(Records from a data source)
------------------------------------------------

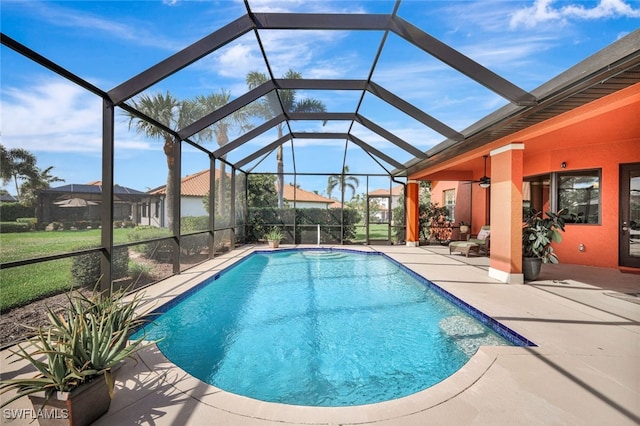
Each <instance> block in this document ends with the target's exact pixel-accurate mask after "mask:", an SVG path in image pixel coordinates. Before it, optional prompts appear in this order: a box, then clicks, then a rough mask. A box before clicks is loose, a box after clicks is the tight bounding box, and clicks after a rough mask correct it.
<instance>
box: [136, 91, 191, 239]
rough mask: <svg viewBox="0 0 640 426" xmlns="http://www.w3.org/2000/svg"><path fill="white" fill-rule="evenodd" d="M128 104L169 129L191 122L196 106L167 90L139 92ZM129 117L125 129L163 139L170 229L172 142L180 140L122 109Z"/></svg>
mask: <svg viewBox="0 0 640 426" xmlns="http://www.w3.org/2000/svg"><path fill="white" fill-rule="evenodd" d="M131 103H132V106H133V107H134V108H135V109H136V110H138V111H140V112H141V113H143V114H145V115H147V116H148V117H150V118H153V119H154V120H156V121H158V122H159V123H161V124H163V125H165V126H166V127H168V128H170V129H172V130H179V129H181V128H183V127H184V126H186V125H187V124H190V123H191V122H193V118H194V114H195V110H196V105H195V104H194V103H193V102H190V101H180V100H178V99H177V98H175V97H174V96H173V95H172V94H171V93H169V92H168V91H167V93H166V94H162V93H157V94H155V95H146V94H142V95H140V96H138V97H137V98H136V99H132V100H131ZM125 114H126V115H127V116H128V117H129V129H131V127H134V128H135V130H136V133H138V134H145V135H146V136H148V137H150V138H152V139H159V140H161V141H163V142H164V145H163V150H164V154H165V156H166V157H167V169H168V170H167V194H166V197H167V198H166V199H167V224H168V226H169V229H173V217H174V212H173V200H174V197H175V194H176V190H179V188H175V185H174V181H175V179H174V175H175V161H176V158H175V153H174V147H175V145H174V144H177V143H180V141H179V140H177V139H176V138H174V136H173V135H172V134H171V133H169V132H166V131H164V130H162V129H160V128H158V127H156V126H155V125H153V124H151V123H149V122H148V121H145V120H143V119H141V118H139V117H138V116H136V115H134V114H131V113H129V112H125Z"/></svg>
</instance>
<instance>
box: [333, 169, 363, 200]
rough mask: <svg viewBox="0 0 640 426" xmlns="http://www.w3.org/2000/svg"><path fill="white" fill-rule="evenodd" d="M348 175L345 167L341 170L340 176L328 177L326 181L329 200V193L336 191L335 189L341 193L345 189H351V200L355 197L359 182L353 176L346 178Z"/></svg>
mask: <svg viewBox="0 0 640 426" xmlns="http://www.w3.org/2000/svg"><path fill="white" fill-rule="evenodd" d="M348 174H349V166H346V165H345V166H344V167H343V168H342V174H339V175H331V176H329V179H328V181H327V194H329V198H331V192H332V191H333V190H334V189H336V187H338V188H340V192H341V193H342V192H344V191H345V189H347V188H349V189H351V191H352V194H351V197H352V198H353V196H354V195H356V190H357V189H358V185H360V181H359V180H358V178H357V177H355V176H347V175H348Z"/></svg>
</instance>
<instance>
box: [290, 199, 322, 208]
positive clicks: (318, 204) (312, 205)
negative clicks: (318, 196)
mask: <svg viewBox="0 0 640 426" xmlns="http://www.w3.org/2000/svg"><path fill="white" fill-rule="evenodd" d="M287 204H288V205H289V206H290V207H292V208H293V201H287ZM296 208H297V209H327V208H329V204H327V203H314V202H312V201H296Z"/></svg>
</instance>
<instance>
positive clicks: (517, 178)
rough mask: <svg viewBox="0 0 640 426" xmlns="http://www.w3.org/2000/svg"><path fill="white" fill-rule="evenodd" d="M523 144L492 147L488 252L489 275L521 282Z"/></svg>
mask: <svg viewBox="0 0 640 426" xmlns="http://www.w3.org/2000/svg"><path fill="white" fill-rule="evenodd" d="M523 150H524V144H522V143H512V144H509V145H506V146H503V147H502V148H498V149H495V150H493V151H491V254H490V261H489V276H490V277H492V278H495V279H497V280H499V281H502V282H505V283H510V284H522V283H523V282H524V278H523V275H522V178H523V157H524V151H523Z"/></svg>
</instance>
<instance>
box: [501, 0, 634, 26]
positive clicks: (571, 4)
mask: <svg viewBox="0 0 640 426" xmlns="http://www.w3.org/2000/svg"><path fill="white" fill-rule="evenodd" d="M554 3H556V2H555V1H554V0H535V1H534V4H533V5H532V6H530V7H526V8H523V9H520V10H518V11H516V12H515V13H513V15H512V16H511V21H510V23H509V25H510V27H511V28H517V27H521V26H523V27H527V28H533V27H535V26H536V25H539V24H541V23H545V22H550V21H553V22H555V23H559V24H564V23H566V22H568V21H569V20H574V19H575V20H591V19H607V18H613V17H630V18H637V17H640V9H634V8H633V7H632V6H631V5H629V4H627V3H626V2H624V1H623V0H600V1H599V2H598V4H597V5H596V6H594V7H592V8H587V7H585V6H584V5H582V4H569V5H566V6H564V5H563V6H560V7H555V5H554ZM561 4H564V3H561Z"/></svg>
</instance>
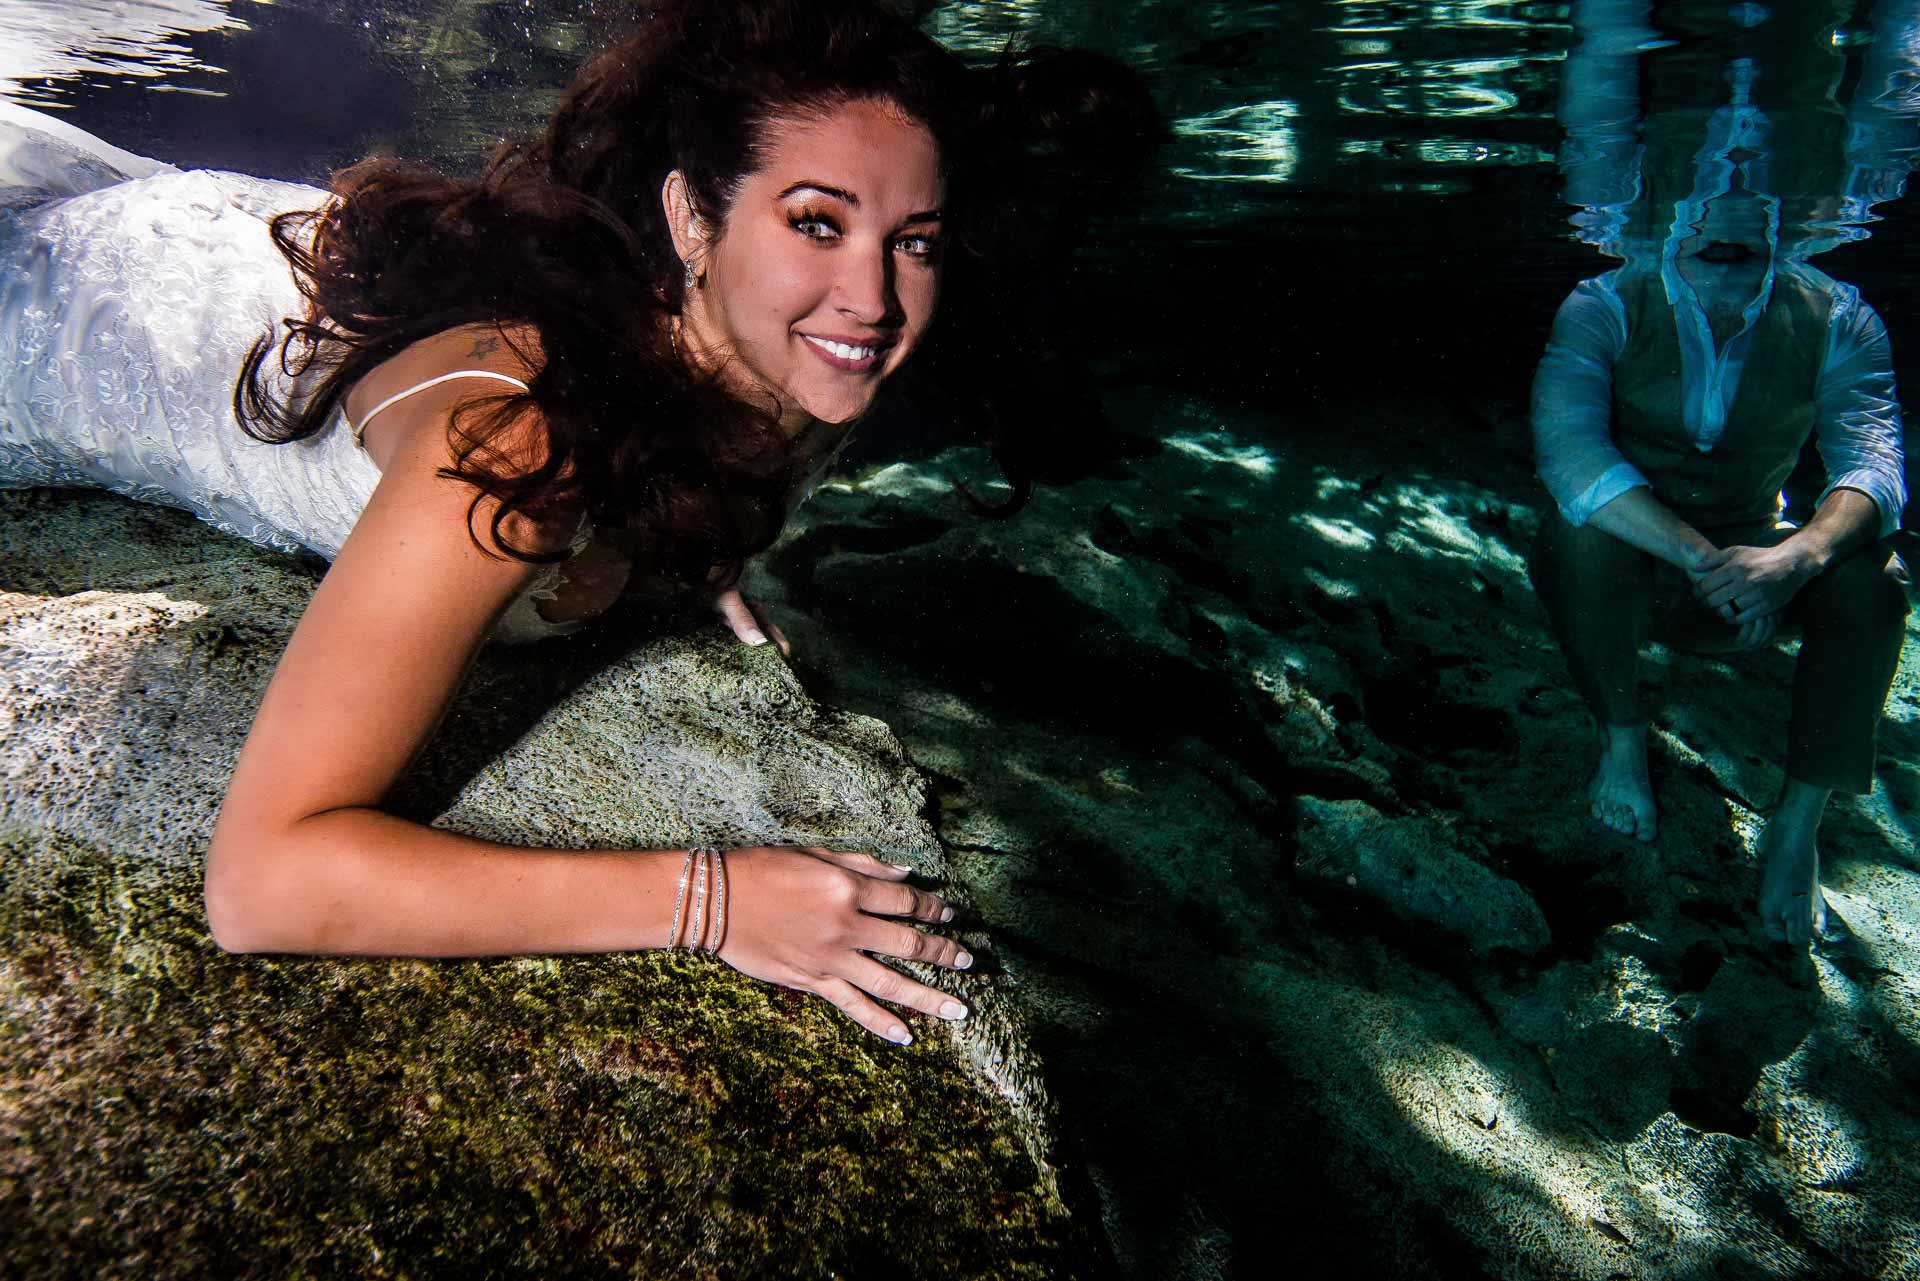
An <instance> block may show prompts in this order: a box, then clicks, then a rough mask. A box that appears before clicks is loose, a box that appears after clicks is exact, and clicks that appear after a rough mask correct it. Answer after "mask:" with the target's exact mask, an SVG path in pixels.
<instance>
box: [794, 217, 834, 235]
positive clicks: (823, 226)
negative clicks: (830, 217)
mask: <svg viewBox="0 0 1920 1281" xmlns="http://www.w3.org/2000/svg"><path fill="white" fill-rule="evenodd" d="M787 221H789V223H793V230H797V232H801V234H803V236H806V238H808V240H831V238H833V236H837V234H839V227H835V225H833V223H831V221H828V219H824V217H820V215H816V213H803V215H799V217H793V219H787Z"/></svg>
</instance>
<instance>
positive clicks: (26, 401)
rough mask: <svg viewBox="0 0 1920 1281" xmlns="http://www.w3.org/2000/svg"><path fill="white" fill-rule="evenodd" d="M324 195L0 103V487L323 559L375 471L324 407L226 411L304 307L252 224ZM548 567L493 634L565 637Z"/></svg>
mask: <svg viewBox="0 0 1920 1281" xmlns="http://www.w3.org/2000/svg"><path fill="white" fill-rule="evenodd" d="M328 198H330V196H328V194H326V192H323V190H319V188H311V186H300V184H296V182H275V181H267V179H252V177H244V175H236V173H182V171H179V169H175V167H173V165H165V163H159V161H154V159H144V157H140V156H132V154H129V152H121V150H117V148H111V146H108V144H106V142H100V140H98V138H94V136H90V134H86V133H83V131H79V129H73V127H71V125H65V123H63V121H58V119H52V117H46V115H40V113H36V111H29V109H25V108H17V106H10V104H0V488H25V486H83V488H100V490H111V492H115V494H125V495H129V497H136V499H142V501H154V503H165V505H169V507H182V509H186V511H190V513H194V515H196V517H200V519H202V520H207V522H209V524H213V526H215V528H221V530H225V532H228V534H234V536H238V538H244V540H248V542H253V544H261V545H267V547H278V549H282V551H292V549H296V547H307V549H311V551H317V553H321V555H323V557H326V559H332V557H334V555H338V551H340V547H342V544H346V538H348V532H349V530H351V528H353V522H355V519H359V513H361V509H363V507H365V505H367V499H369V497H371V495H372V488H374V484H376V482H378V480H380V471H378V467H374V463H372V459H369V457H367V453H365V451H363V449H361V447H359V446H357V444H355V438H353V430H351V428H349V424H348V421H346V417H344V413H342V415H336V419H334V423H332V424H330V426H328V428H326V430H323V432H319V434H317V436H309V438H307V440H298V442H292V444H284V446H271V444H261V442H257V440H253V438H252V436H248V434H246V432H242V430H240V424H238V421H236V419H234V409H232V392H234V380H236V376H238V373H240V363H242V359H244V357H246V353H248V350H250V348H252V346H253V342H257V340H259V338H261V334H265V332H267V330H269V328H273V326H276V325H278V323H280V321H282V319H284V317H292V315H301V313H303V309H305V300H303V298H301V296H300V290H298V288H296V286H294V278H292V273H290V269H288V263H286V259H284V257H282V255H280V252H278V250H276V248H275V246H273V240H271V238H269V229H267V223H269V219H273V215H276V213H280V211H284V209H313V207H319V205H323V204H324V202H326V200H328ZM271 367H273V369H276V365H271ZM275 392H276V394H280V396H296V398H298V396H300V394H303V392H305V388H301V386H298V384H288V382H284V380H282V382H280V386H276V388H275ZM841 444H845V442H841ZM833 455H837V449H835V451H833ZM833 455H829V457H826V459H822V465H820V467H814V469H810V472H812V474H808V476H806V484H804V486H803V488H801V494H803V495H804V494H806V492H810V488H812V486H814V484H818V478H820V476H822V474H824V472H826V471H828V467H829V465H831V461H833ZM584 545H586V540H584V538H582V540H578V542H576V551H578V549H580V547H584ZM561 572H563V567H561V565H555V567H551V568H549V570H545V572H543V574H536V578H534V582H532V586H530V588H528V590H526V592H524V593H522V595H520V597H518V599H516V601H515V603H513V607H511V609H509V611H507V613H505V615H503V616H501V622H499V624H497V628H495V632H493V640H505V641H526V640H540V638H545V636H557V634H564V632H570V630H576V628H578V626H580V622H549V620H545V618H543V616H541V615H540V611H538V607H536V601H540V599H553V593H555V588H557V586H559V582H561Z"/></svg>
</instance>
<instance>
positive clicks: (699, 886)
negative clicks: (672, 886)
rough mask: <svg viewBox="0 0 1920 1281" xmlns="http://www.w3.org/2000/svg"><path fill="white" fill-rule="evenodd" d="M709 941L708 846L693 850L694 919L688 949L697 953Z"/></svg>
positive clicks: (693, 898) (693, 897) (693, 891)
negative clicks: (701, 943) (708, 917)
mask: <svg viewBox="0 0 1920 1281" xmlns="http://www.w3.org/2000/svg"><path fill="white" fill-rule="evenodd" d="M705 941H707V847H705V845H701V847H699V849H695V851H693V920H691V922H689V933H687V951H689V953H697V951H699V949H701V943H705Z"/></svg>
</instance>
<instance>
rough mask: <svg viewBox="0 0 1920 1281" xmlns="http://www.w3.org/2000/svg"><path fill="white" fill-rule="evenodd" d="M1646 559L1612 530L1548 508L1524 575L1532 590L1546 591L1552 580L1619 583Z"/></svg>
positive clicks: (1597, 582)
mask: <svg viewBox="0 0 1920 1281" xmlns="http://www.w3.org/2000/svg"><path fill="white" fill-rule="evenodd" d="M1649 563H1651V559H1649V557H1647V555H1645V553H1644V551H1640V549H1638V547H1632V545H1628V544H1624V542H1620V540H1619V538H1615V536H1613V534H1607V532H1605V530H1599V528H1596V526H1594V524H1572V522H1571V520H1567V517H1563V515H1561V513H1559V511H1553V509H1548V511H1546V513H1542V517H1540V532H1538V534H1536V536H1534V547H1532V553H1530V555H1528V557H1526V576H1528V578H1530V580H1532V584H1534V592H1538V593H1540V595H1549V593H1551V588H1553V586H1555V584H1571V582H1580V580H1586V582H1594V584H1609V586H1611V584H1619V582H1620V580H1622V578H1624V576H1628V574H1636V572H1644V570H1645V568H1647V565H1649Z"/></svg>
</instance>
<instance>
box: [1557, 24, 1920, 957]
mask: <svg viewBox="0 0 1920 1281" xmlns="http://www.w3.org/2000/svg"><path fill="white" fill-rule="evenodd" d="M1809 10H1814V6H1809ZM1574 15H1576V25H1578V29H1580V35H1582V46H1580V48H1578V50H1574V56H1572V60H1571V65H1569V77H1567V85H1569V92H1567V96H1565V100H1563V117H1565V119H1567V123H1569V133H1572V134H1574V136H1576V138H1578V146H1574V148H1571V150H1569V163H1567V173H1569V196H1571V198H1574V200H1576V202H1578V204H1582V205H1584V209H1582V213H1580V215H1578V217H1576V225H1578V229H1580V232H1582V236H1586V238H1588V240H1590V242H1592V244H1596V246H1597V248H1601V250H1603V252H1607V254H1613V255H1619V257H1624V259H1626V261H1624V265H1622V267H1619V269H1617V271H1609V273H1605V275H1601V277H1594V278H1590V280H1584V282H1582V284H1580V286H1578V288H1576V290H1574V292H1572V294H1571V296H1569V298H1567V302H1565V303H1563V305H1561V311H1559V317H1557V319H1555V323H1553V334H1551V340H1549V344H1548V353H1546V357H1544V359H1542V363H1540V373H1538V376H1536V382H1534V444H1536V459H1538V467H1540V474H1542V478H1544V480H1546V484H1548V490H1549V492H1551V495H1553V501H1555V507H1557V513H1549V515H1546V517H1544V520H1542V526H1540V540H1538V544H1536V549H1534V559H1532V578H1534V586H1536V590H1538V593H1540V599H1542V603H1544V605H1546V607H1548V613H1549V615H1551V618H1553V624H1555V636H1557V640H1559V645H1561V649H1563V653H1565V657H1567V663H1569V666H1571V670H1572V678H1574V684H1576V686H1578V688H1580V693H1582V697H1584V699H1586V705H1588V709H1590V711H1592V714H1594V720H1596V722H1597V726H1599V728H1601V739H1603V741H1601V753H1599V764H1597V772H1596V776H1594V782H1592V786H1590V801H1592V810H1594V816H1596V818H1597V820H1599V822H1603V824H1605V826H1607V828H1611V830H1615V832H1619V834H1622V835H1638V837H1640V839H1642V841H1651V839H1653V837H1655V834H1657V828H1659V814H1657V809H1655V795H1653V786H1651V780H1649V770H1647V718H1645V711H1644V707H1642V695H1640V680H1638V653H1640V649H1642V647H1644V643H1645V641H1647V640H1649V636H1651V638H1655V640H1663V641H1665V643H1668V645H1672V647H1678V649H1690V651H1703V653H1740V651H1766V649H1770V647H1772V645H1774V641H1776V640H1778V638H1780V636H1784V634H1786V632H1788V630H1797V632H1801V634H1803V643H1801V649H1799V655H1797V663H1795V670H1793V689H1791V699H1788V695H1786V691H1780V695H1778V701H1780V713H1782V714H1784V716H1786V713H1788V709H1789V707H1791V716H1789V728H1788V755H1786V784H1784V787H1782V791H1780V803H1778V805H1776V807H1774V809H1772V814H1770V820H1768V822H1766V826H1764V830H1761V832H1759V835H1757V845H1759V853H1761V855H1763V862H1764V870H1763V885H1761V895H1759V910H1761V924H1763V928H1764V930H1766V931H1768V933H1770V935H1772V937H1776V939H1780V941H1786V943H1791V945H1797V947H1805V945H1807V943H1809V941H1818V939H1822V937H1826V939H1837V937H1843V935H1845V928H1843V924H1841V922H1839V918H1837V914H1834V912H1830V908H1828V903H1826V897H1824V893H1822V887H1820V857H1818V845H1816V835H1818V830H1820V822H1822V816H1824V812H1826V807H1828V799H1830V795H1832V793H1836V791H1839V793H1855V795H1866V793H1870V791H1872V786H1874V739H1876V726H1878V722H1880V716H1882V709H1884V705H1885V699H1887V693H1889V689H1891V684H1893V676H1895V670H1897V666H1899V653H1901V641H1903V638H1905V616H1907V613H1908V611H1907V593H1905V586H1903V584H1905V582H1907V570H1905V565H1903V563H1901V559H1899V557H1897V555H1893V553H1891V549H1889V545H1887V544H1885V542H1884V540H1885V538H1889V536H1891V534H1893V532H1895V530H1899V526H1901V515H1903V509H1905V503H1907V492H1905V476H1903V471H1905V469H1903V451H1901V436H1903V423H1901V405H1899V399H1897V394H1895V382H1893V359H1891V351H1889V344H1887V334H1885V326H1884V325H1882V321H1880V317H1878V313H1876V311H1874V309H1872V305H1870V303H1866V302H1864V300H1862V298H1860V292H1859V290H1857V288H1853V286H1849V284H1841V282H1837V280H1834V278H1832V277H1828V275H1824V273H1820V271H1816V269H1812V267H1811V265H1807V263H1805V259H1807V257H1811V255H1814V254H1818V252H1824V250H1830V248H1834V246H1837V244H1843V242H1847V240H1857V238H1864V234H1866V229H1864V221H1866V219H1868V217H1872V204H1874V202H1876V200H1885V198H1891V196H1897V194H1899V192H1901V190H1903V184H1905V171H1907V163H1908V157H1910V156H1912V146H1910V131H1912V127H1914V117H1912V113H1910V111H1908V109H1907V100H1905V94H1903V92H1901V90H1903V88H1905V85H1907V83H1908V77H1910V71H1912V63H1910V61H1907V58H1905V54H1903V50H1907V48H1910V46H1912V33H1914V25H1916V6H1910V4H1887V6H1882V8H1880V10H1876V13H1874V36H1876V38H1874V44H1876V46H1878V48H1885V50H1893V52H1891V54H1885V56H1882V58H1878V60H1876V61H1874V63H1872V67H1870V71H1868V75H1862V79H1860V83H1859V86H1857V90H1855V102H1857V104H1859V108H1857V109H1849V111H1847V113H1841V109H1839V106H1837V104H1836V102H1834V98H1832V92H1834V88H1836V85H1837V79H1839V77H1837V73H1836V69H1834V60H1836V58H1837V54H1834V48H1836V44H1834V40H1832V21H1830V15H1826V13H1820V12H1812V13H1811V17H1809V13H1807V12H1801V13H1799V15H1797V17H1795V21H1780V23H1772V19H1770V17H1768V15H1766V12H1763V10H1759V8H1757V6H1755V8H1749V10H1741V12H1738V13H1736V27H1738V29H1740V31H1741V38H1736V40H1730V42H1728V46H1730V48H1728V54H1730V56H1726V58H1724V60H1722V63H1720V65H1718V67H1715V65H1713V60H1711V58H1707V56H1703V52H1701V50H1699V48H1692V50H1688V52H1686V58H1684V61H1678V63H1674V65H1672V67H1661V65H1657V67H1653V69H1651V75H1647V77H1642V58H1651V60H1657V58H1659V52H1661V50H1665V48H1672V46H1668V44H1667V42H1665V40H1659V38H1657V35H1655V31H1653V29H1651V25H1649V19H1651V12H1649V6H1647V4H1642V2H1636V0H1588V2H1586V4H1578V6H1574ZM1770 23H1772V25H1774V27H1778V29H1776V31H1766V29H1768V25H1770ZM1747 33H1753V35H1751V38H1749V36H1747ZM1820 36H1828V38H1820ZM1642 85H1647V88H1645V98H1644V100H1642ZM1690 88H1692V94H1693V96H1692V98H1690V96H1688V90H1690ZM1647 104H1655V106H1647ZM1843 121H1851V123H1853V127H1851V129H1843V127H1841V125H1843ZM1809 442H1816V444H1818V453H1820V463H1822V469H1824V482H1822V486H1820V488H1818V497H1814V499H1811V501H1805V503H1803V505H1801V507H1803V513H1801V522H1799V526H1795V524H1788V522H1784V520H1782V517H1784V509H1786V503H1788V494H1786V486H1788V478H1789V474H1793V471H1795V465H1797V461H1799V455H1801V451H1803V447H1807V446H1809Z"/></svg>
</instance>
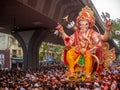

------------------------------------------------

DIRECTIONS —
All pictures are to be skipped. Output, word for word, the lines in the data above starting at the line containing "144L492 147L488 252L489" and ending at the line containing "positive clicks: (26, 401)".

SOLUTION BELOW —
rough mask: <svg viewBox="0 0 640 426" xmlns="http://www.w3.org/2000/svg"><path fill="white" fill-rule="evenodd" d="M523 144L492 147L488 252L489 275L521 282Z"/></svg>
mask: <svg viewBox="0 0 640 426" xmlns="http://www.w3.org/2000/svg"><path fill="white" fill-rule="evenodd" d="M523 150H524V144H522V143H512V144H509V145H506V146H503V147H502V148H498V149H495V150H493V151H491V254H490V261H489V276H490V277H492V278H495V279H497V280H499V281H502V282H505V283H510V284H522V283H523V282H524V278H523V275H522V178H523V157H524V151H523Z"/></svg>
</instance>
<instance>
box: [501, 0, 634, 26]
positive clicks: (571, 4)
mask: <svg viewBox="0 0 640 426" xmlns="http://www.w3.org/2000/svg"><path fill="white" fill-rule="evenodd" d="M554 3H556V2H555V1H554V0H535V1H534V4H533V5H532V6H530V7H526V8H523V9H520V10H518V11H516V12H515V13H513V15H512V16H511V21H510V23H509V25H510V27H511V28H517V27H521V26H523V27H527V28H533V27H535V26H536V25H539V24H541V23H545V22H550V21H553V22H555V23H559V24H564V23H566V22H568V21H569V20H574V19H575V20H591V19H607V18H613V17H630V18H637V17H640V9H634V8H633V7H632V6H631V5H629V4H627V3H626V2H624V1H623V0H600V1H599V2H598V4H597V5H596V6H594V7H592V8H587V7H585V6H584V5H582V4H569V5H566V6H564V5H563V6H560V7H555V5H554ZM561 4H564V3H561Z"/></svg>
</instance>
An <instance> block may show prompts in this order: a box, then clicks, then a rough mask. A box that appears before clicks is loose, a box that appears after clicks is exact, and clicks that appear after a rough mask correct it. Answer after "mask:" with the target's exact mask, an SVG path in pixels.
<instance>
box: [794, 217, 834, 235]
positive clicks: (823, 226)
negative clicks: (830, 217)
mask: <svg viewBox="0 0 1920 1281" xmlns="http://www.w3.org/2000/svg"><path fill="white" fill-rule="evenodd" d="M787 221H789V223H793V230H797V232H801V234H803V236H806V238H808V240H831V238H833V236H837V234H839V227H835V225H833V223H831V221H828V219H824V217H820V215H816V213H803V215H799V217H793V219H787Z"/></svg>
</instance>
<instance>
positive clicks: (26, 401)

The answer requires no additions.